Task prompt
Whichever lines include the word "ledge", copy them as they appear in the data.

:: Material shown ::

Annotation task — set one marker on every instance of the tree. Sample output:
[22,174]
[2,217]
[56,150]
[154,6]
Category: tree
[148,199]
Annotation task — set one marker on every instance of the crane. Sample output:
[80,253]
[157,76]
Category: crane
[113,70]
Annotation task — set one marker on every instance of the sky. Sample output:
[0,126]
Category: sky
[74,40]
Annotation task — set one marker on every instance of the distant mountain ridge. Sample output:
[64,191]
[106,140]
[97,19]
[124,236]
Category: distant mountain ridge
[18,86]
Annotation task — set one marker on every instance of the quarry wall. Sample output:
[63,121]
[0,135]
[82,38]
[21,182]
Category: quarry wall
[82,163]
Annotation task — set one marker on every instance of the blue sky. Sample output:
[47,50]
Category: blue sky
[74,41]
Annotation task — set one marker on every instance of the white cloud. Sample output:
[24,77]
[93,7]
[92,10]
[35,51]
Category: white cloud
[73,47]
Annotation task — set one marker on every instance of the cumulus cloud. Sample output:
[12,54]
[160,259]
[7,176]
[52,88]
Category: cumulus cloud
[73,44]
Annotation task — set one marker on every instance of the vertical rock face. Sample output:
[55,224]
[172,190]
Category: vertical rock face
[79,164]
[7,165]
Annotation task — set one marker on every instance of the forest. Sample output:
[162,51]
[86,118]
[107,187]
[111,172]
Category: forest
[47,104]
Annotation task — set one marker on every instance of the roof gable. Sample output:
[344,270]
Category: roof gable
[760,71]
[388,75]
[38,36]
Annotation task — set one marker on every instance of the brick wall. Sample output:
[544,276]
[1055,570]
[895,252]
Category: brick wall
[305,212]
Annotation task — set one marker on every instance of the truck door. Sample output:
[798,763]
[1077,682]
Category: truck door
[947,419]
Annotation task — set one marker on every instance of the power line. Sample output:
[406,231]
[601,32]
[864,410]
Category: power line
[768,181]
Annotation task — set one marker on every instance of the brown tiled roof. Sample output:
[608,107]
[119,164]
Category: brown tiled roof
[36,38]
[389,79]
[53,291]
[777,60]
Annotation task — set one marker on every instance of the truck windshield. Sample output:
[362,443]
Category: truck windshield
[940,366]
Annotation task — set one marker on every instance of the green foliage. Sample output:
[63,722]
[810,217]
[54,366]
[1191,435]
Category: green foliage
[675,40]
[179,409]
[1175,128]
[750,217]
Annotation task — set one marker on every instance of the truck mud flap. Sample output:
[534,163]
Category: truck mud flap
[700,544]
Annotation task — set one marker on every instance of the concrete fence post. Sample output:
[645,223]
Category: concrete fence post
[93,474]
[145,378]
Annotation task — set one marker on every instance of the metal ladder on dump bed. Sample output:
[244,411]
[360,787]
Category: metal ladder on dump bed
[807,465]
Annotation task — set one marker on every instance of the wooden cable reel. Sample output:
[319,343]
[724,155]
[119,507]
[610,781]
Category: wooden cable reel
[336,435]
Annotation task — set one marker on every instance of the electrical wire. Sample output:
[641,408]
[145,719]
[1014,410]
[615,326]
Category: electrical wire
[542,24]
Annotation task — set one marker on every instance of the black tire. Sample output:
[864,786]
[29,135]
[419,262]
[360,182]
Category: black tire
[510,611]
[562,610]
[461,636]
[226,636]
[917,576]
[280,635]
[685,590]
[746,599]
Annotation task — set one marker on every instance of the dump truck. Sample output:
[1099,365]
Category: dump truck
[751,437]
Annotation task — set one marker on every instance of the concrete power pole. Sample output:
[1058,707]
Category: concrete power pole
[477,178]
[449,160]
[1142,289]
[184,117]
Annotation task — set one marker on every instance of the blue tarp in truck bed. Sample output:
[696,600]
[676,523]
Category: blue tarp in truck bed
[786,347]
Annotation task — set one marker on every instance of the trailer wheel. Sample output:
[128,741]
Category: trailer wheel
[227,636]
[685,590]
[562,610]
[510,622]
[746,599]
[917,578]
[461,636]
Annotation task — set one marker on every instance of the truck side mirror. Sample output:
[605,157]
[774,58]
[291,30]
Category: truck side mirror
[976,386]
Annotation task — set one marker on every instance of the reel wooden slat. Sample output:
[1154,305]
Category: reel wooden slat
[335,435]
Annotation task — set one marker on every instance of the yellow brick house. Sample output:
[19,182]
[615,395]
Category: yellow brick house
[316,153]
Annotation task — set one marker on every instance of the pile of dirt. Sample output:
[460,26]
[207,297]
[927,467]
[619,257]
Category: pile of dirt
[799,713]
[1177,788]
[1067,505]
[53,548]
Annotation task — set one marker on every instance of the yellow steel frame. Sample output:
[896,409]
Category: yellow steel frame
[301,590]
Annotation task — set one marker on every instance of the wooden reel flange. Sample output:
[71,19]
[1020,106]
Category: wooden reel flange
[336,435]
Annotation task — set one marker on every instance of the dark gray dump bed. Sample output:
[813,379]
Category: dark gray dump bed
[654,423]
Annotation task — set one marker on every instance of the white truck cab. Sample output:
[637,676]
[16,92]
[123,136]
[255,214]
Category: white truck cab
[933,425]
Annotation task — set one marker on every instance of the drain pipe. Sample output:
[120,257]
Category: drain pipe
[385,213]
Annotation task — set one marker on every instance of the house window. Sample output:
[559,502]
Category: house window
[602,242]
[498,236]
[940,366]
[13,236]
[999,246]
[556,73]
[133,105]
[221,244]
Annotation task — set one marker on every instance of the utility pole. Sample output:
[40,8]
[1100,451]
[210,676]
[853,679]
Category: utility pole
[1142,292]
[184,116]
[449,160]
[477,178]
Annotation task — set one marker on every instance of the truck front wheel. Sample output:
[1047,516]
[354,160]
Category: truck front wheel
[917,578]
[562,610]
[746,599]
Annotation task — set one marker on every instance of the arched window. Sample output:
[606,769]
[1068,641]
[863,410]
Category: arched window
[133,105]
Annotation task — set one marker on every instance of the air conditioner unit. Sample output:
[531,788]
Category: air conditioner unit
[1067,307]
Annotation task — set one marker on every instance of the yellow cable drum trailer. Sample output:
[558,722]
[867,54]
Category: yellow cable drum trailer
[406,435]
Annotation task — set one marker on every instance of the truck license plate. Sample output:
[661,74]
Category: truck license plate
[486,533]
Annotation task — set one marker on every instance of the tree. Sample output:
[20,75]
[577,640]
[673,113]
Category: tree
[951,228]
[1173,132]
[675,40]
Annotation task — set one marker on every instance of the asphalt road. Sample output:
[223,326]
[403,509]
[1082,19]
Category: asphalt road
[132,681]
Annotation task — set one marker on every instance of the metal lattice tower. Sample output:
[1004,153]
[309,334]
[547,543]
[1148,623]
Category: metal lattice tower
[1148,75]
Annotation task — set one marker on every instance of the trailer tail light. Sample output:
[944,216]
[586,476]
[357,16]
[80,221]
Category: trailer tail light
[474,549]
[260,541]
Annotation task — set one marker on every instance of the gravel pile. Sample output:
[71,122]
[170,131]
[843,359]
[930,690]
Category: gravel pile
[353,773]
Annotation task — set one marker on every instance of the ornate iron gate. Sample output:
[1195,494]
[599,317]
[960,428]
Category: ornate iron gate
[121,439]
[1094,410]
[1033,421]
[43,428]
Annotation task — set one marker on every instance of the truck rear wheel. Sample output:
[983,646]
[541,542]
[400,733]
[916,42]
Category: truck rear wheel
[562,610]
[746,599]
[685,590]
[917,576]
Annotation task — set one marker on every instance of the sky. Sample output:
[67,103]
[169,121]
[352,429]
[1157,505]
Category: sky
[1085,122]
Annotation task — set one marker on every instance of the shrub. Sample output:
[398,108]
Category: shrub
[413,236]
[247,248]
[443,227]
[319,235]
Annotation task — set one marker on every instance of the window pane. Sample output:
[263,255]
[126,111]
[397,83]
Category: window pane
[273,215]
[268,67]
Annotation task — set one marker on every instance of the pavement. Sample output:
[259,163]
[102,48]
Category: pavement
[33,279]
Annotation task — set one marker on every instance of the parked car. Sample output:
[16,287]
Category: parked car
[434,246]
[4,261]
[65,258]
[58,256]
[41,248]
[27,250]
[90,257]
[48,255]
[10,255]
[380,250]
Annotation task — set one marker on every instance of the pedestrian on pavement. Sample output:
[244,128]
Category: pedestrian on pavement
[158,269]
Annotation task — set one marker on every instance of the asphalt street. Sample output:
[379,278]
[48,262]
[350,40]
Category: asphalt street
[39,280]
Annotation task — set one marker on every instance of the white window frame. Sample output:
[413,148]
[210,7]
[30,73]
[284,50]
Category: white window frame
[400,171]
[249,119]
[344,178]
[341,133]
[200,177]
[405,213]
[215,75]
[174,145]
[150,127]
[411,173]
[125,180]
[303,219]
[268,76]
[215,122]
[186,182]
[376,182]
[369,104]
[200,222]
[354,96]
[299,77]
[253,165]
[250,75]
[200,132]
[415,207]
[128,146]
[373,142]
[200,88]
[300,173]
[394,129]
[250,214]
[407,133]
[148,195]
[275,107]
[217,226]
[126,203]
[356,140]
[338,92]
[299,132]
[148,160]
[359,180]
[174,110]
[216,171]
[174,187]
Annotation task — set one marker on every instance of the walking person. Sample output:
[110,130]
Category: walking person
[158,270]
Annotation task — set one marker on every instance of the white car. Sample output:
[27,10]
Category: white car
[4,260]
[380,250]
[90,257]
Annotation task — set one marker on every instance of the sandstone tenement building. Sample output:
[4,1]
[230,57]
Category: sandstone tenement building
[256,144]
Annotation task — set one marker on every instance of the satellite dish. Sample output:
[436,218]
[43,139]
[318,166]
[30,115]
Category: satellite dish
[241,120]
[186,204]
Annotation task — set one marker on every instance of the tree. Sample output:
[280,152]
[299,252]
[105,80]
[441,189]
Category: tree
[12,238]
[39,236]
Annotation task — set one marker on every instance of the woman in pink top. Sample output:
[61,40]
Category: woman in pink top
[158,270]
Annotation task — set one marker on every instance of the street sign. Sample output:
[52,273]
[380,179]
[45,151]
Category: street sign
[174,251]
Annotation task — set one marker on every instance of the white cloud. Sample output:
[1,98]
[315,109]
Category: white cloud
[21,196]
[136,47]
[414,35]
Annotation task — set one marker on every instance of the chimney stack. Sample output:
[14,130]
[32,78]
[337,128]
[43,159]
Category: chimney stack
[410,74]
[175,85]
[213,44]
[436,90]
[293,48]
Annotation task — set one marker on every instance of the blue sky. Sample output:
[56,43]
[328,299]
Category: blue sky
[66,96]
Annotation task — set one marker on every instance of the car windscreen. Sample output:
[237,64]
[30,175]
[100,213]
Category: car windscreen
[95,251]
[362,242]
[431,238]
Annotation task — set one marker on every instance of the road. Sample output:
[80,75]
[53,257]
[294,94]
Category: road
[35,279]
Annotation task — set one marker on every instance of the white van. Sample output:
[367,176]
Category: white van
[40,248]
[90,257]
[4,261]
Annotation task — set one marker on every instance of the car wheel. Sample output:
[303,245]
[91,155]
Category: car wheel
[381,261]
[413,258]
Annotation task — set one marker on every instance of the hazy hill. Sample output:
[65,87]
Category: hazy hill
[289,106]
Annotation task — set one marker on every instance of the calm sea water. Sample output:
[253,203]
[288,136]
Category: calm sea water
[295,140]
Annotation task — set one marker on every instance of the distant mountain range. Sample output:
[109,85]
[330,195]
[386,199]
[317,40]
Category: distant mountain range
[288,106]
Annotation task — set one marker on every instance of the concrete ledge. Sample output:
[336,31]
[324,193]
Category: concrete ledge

:::

Output of the exercise
Annotation task — set one marker on every instance of the concrete ledge. Sample output:
Category: concrete ledge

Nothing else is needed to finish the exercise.